3. Contrairement à ce que soutient le requérant, le motif tiré du défaut d'intérêt communal de la dépense exposée n'a pas été substitué d'office par les premiers juges à celui tiré de ce qu'il avait bénéficié d'un don prohibé par une personne morale à un candidat, mais figurait tant dans la décision rejetant le recours gracieux de M. C... que dans les écritures de première instance de la commune. Dès lors, les premiers juges, saisis d'un litige de plein contentieux et non d'excès de pouvoir, n'ont pas procédé à une substitution de motifs qui n'était pas demandée sans la soumettre au principe du contradictoire. Par suite, le jugement attaqué n'est pas sur ce point irrégulier.

■ **Données fournies**:
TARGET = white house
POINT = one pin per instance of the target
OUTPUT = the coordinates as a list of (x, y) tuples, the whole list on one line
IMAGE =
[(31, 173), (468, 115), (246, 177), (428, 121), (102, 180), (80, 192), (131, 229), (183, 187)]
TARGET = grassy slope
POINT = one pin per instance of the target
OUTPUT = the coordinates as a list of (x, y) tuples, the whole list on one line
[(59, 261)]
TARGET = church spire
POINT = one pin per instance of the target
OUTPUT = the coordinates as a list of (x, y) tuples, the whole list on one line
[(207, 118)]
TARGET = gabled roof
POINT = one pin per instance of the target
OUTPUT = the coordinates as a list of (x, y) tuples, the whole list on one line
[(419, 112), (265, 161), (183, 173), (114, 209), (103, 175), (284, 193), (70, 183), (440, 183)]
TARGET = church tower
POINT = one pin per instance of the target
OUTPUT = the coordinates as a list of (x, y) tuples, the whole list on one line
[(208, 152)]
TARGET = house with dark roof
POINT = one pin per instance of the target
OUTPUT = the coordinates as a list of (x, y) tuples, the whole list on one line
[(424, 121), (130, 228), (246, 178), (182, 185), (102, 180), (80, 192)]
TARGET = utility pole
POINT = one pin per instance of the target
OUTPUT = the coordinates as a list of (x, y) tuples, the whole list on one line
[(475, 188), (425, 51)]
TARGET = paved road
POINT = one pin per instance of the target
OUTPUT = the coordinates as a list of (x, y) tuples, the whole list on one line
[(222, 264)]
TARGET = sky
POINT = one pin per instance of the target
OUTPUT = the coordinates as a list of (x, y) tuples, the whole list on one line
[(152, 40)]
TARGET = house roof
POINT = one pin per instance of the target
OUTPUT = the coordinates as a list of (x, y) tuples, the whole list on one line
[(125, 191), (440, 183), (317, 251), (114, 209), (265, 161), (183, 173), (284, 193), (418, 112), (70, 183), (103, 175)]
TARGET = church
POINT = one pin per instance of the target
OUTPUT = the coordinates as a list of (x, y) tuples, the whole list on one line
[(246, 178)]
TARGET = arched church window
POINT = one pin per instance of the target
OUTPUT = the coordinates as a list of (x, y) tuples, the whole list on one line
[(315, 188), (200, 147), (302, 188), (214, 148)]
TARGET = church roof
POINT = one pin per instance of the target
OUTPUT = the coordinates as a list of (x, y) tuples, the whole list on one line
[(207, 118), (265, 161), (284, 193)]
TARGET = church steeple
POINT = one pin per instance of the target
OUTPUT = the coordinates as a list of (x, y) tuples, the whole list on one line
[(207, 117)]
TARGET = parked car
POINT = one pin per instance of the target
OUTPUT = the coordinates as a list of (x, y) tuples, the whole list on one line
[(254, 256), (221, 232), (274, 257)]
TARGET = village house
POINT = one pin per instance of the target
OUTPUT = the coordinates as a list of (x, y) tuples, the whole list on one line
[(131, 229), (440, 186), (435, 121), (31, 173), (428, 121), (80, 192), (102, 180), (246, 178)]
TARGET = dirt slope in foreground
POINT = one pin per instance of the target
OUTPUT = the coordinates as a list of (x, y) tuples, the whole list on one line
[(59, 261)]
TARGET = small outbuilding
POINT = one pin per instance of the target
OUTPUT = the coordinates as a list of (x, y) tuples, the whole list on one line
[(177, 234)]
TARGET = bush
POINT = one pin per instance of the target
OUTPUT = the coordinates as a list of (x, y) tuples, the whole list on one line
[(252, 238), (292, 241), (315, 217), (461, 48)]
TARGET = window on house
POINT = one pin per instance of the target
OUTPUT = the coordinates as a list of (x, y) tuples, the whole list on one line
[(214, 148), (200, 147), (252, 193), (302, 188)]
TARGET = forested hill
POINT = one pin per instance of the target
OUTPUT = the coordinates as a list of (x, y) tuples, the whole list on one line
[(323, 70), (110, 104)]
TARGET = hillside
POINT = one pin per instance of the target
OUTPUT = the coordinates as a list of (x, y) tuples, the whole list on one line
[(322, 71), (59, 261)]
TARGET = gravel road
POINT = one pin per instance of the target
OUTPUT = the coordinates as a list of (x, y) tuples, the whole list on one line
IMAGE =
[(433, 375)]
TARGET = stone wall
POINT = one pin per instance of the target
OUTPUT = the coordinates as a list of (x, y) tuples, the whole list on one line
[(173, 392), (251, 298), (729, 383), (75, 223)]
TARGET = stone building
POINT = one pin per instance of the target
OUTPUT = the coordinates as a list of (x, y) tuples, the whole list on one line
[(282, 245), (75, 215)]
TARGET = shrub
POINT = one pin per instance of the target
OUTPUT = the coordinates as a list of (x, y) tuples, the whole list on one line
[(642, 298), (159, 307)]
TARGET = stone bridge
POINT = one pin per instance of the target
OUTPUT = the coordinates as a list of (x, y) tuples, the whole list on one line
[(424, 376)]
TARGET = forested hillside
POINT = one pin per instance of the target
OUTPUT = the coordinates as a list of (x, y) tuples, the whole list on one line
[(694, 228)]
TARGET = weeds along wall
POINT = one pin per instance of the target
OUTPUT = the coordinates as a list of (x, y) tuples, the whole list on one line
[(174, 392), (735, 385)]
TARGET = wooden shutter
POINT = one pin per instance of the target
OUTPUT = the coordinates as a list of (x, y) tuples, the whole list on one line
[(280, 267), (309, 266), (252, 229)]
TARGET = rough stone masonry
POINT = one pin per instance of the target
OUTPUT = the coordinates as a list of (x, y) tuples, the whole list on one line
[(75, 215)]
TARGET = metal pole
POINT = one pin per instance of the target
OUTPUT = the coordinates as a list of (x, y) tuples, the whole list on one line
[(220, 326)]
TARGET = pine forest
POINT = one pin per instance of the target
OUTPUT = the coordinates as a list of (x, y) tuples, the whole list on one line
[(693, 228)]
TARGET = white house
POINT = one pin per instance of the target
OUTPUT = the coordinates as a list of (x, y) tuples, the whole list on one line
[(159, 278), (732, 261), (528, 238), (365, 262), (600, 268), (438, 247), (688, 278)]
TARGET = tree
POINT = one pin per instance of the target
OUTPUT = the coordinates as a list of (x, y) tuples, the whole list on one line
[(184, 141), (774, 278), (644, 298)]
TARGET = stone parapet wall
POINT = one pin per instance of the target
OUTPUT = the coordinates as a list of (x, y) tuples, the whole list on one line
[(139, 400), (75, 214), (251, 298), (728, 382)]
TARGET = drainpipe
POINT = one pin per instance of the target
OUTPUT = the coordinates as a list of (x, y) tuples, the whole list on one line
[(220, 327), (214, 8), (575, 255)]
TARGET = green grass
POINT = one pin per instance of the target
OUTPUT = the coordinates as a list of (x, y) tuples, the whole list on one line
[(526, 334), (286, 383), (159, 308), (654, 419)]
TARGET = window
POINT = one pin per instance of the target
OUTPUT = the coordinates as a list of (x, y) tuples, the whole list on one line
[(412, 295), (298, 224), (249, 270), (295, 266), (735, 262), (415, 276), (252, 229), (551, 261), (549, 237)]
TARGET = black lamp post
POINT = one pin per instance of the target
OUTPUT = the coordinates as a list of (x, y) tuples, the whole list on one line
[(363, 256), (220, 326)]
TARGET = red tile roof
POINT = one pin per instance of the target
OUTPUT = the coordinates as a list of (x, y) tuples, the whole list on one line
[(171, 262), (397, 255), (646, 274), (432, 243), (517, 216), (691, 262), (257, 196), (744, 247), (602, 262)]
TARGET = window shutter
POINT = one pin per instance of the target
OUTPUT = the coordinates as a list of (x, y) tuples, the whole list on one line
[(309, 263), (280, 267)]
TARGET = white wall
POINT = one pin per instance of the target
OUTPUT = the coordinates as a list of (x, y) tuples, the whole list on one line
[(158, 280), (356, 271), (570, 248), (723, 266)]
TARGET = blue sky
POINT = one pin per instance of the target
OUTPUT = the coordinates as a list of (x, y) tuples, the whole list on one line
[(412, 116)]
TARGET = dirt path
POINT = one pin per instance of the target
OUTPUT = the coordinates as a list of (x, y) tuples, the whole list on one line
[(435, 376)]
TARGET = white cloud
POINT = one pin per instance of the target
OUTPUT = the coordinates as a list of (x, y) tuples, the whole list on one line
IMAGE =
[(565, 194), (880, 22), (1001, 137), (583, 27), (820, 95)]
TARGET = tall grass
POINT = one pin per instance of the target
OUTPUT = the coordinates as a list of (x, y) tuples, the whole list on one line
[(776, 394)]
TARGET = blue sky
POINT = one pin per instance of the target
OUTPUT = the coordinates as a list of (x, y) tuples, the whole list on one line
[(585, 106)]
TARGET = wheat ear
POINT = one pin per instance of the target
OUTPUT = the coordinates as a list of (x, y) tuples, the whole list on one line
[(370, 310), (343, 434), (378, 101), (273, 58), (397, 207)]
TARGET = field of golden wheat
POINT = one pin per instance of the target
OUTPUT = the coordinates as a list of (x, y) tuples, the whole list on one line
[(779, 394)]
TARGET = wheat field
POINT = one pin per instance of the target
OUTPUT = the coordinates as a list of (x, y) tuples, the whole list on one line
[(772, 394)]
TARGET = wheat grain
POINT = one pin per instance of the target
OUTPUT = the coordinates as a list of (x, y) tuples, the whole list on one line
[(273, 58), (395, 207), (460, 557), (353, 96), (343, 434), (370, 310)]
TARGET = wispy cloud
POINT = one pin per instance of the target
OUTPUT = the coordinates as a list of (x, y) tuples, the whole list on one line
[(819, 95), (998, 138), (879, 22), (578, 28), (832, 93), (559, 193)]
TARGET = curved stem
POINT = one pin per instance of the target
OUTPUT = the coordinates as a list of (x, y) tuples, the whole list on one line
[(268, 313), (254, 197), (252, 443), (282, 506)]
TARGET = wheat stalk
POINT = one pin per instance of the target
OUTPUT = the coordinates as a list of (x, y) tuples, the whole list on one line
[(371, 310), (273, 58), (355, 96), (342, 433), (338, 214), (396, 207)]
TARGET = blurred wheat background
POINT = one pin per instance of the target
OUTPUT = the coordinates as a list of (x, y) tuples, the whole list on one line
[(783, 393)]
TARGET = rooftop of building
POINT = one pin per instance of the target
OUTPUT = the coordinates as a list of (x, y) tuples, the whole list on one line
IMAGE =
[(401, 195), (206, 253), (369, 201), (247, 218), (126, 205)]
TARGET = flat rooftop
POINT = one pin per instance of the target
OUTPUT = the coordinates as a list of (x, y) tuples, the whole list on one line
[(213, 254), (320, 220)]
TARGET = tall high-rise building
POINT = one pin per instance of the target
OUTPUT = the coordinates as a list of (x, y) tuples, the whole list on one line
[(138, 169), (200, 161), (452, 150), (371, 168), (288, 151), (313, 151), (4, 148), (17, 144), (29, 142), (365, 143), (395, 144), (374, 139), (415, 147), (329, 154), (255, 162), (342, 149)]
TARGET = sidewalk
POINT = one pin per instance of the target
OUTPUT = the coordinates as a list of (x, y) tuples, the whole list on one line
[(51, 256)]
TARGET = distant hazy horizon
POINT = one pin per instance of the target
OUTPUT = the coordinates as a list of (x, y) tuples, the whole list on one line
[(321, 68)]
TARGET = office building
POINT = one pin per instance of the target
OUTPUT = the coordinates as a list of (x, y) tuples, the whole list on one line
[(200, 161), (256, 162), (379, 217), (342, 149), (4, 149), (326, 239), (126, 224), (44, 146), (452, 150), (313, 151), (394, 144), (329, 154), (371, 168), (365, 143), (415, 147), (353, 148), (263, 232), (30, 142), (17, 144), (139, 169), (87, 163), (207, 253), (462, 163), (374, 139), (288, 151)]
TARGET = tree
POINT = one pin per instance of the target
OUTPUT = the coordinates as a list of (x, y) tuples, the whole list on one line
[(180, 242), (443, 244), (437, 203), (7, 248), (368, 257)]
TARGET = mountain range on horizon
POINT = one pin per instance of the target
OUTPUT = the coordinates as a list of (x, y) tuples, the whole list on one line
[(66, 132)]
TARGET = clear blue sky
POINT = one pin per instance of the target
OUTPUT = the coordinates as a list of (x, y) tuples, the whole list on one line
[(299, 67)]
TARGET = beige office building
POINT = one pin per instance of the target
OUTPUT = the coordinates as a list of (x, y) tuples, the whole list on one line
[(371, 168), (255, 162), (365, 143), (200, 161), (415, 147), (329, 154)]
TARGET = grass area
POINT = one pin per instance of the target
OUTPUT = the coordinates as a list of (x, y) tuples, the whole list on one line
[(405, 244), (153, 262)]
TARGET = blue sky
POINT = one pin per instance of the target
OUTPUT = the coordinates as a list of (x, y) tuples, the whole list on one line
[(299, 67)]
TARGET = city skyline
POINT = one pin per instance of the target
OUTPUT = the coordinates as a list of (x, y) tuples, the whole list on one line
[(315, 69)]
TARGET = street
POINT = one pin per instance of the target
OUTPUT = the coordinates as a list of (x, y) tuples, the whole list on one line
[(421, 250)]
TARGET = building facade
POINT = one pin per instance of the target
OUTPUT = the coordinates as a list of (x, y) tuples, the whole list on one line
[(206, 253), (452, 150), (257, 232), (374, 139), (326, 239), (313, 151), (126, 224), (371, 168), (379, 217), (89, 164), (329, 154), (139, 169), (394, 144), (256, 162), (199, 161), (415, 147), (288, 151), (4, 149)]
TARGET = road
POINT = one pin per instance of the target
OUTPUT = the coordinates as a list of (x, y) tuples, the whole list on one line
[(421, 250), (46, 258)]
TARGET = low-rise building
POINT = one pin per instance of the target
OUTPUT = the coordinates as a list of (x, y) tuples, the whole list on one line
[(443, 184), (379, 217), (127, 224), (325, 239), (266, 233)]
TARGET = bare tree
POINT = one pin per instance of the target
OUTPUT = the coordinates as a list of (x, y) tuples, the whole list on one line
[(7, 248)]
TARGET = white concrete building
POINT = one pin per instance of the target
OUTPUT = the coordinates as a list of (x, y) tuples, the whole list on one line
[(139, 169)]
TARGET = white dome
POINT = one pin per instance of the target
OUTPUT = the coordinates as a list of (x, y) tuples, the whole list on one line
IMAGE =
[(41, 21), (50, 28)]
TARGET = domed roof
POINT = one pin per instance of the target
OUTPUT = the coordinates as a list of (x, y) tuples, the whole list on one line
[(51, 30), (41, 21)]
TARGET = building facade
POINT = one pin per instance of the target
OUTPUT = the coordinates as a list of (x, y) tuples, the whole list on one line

■ **Consignes**:
1. Répondez à ces questions à partir de l'extrait sur le défaut d'intérêt communal :
(a) Dans quels deux documents figurait le motif tiré du défaut d'intérêt communal de la dépense ?
(b) De quel type de litige les premiers juges étaient-ils saisis ?
(c) Que conclut le texte au sujet du jugement attaqué ?
2. Recopiez le passage de l'extrait sur le défaut d'intérêt communal qui commence aux mots « 3. Contrairement à » et s'arrête après « ce point irrégulier. ».
3. Poursuivez l'extrait sur le défaut d'intérêt communal à partir de sa dernière phrase.

■ **Réponses par tâche**:
1.
(a) Dans la décision rejetant le recours gracieux de M. C... et dans les écritures de première instance de la commune.
(b) D'un litige de plein contentieux, et non d'excès de pouvoir.
(c) Le jugement attaqué n'est pas, sur ce point, irrégulier.

2.
3. Contrairement à ce que soutient le requérant, le motif tiré du défaut d'intérêt communal de la dépense exposée n'a pas été substitué d'office par les premiers juges à celui tiré de ce qu'il avait bénéficié d'un don prohibé par une personne morale à un candidat, mais figurait tant dans la décision rejetant le recours gracieux de M. C... que dans les écritures de première instance de la commune. Dès lors, les premiers juges, saisis d'un litige de plein contentieux et non d'excès de pouvoir, n'ont pas procédé à une substitution de motifs qui n'était pas demandée sans la soumettre au principe du contradictoire. Par suite, le jugement attaqué n'est pas sur ce point irrégulier.

3.
4. En second lieu, aux termes de l'article L. 9 du code de justice administrative : " Les jugements sont motivés. ". En estimant que la décision rendue par le Conseil constitutionnel le 12 avril 2013, sur la saisine de la commission nationale des comptes de campagne et des financements politiques, permettait de considérer que la dépense de réalisation du bulletin municipal ne présentait par un intérêt communal et que la commune pouvait exiger le remboursement de la somme exposée à ce titre, les premiers juges ont nécessairement écarté l'argumentation de M. C... selon laquelle cette décision ne pouvait servir de fondement à la demande de remboursement. Par suite, ce dernier n'est pas fondé à soutenir que le jugement serait irrégulier car insuffisamment motivé.

Sur le bien-fondé du titre exécutoire :

5. Aux termes de l'article L. 1111-2 du code général des collectivités territoriales : " Les communes, les départements et les régions règlent par leurs délibérations les affaires de leur compétence. (...) ". Aux termes de l'article L. 2121-29 du même code : " Le conseil municipal règle par ses délibérations les affaires de la commune. (...) ".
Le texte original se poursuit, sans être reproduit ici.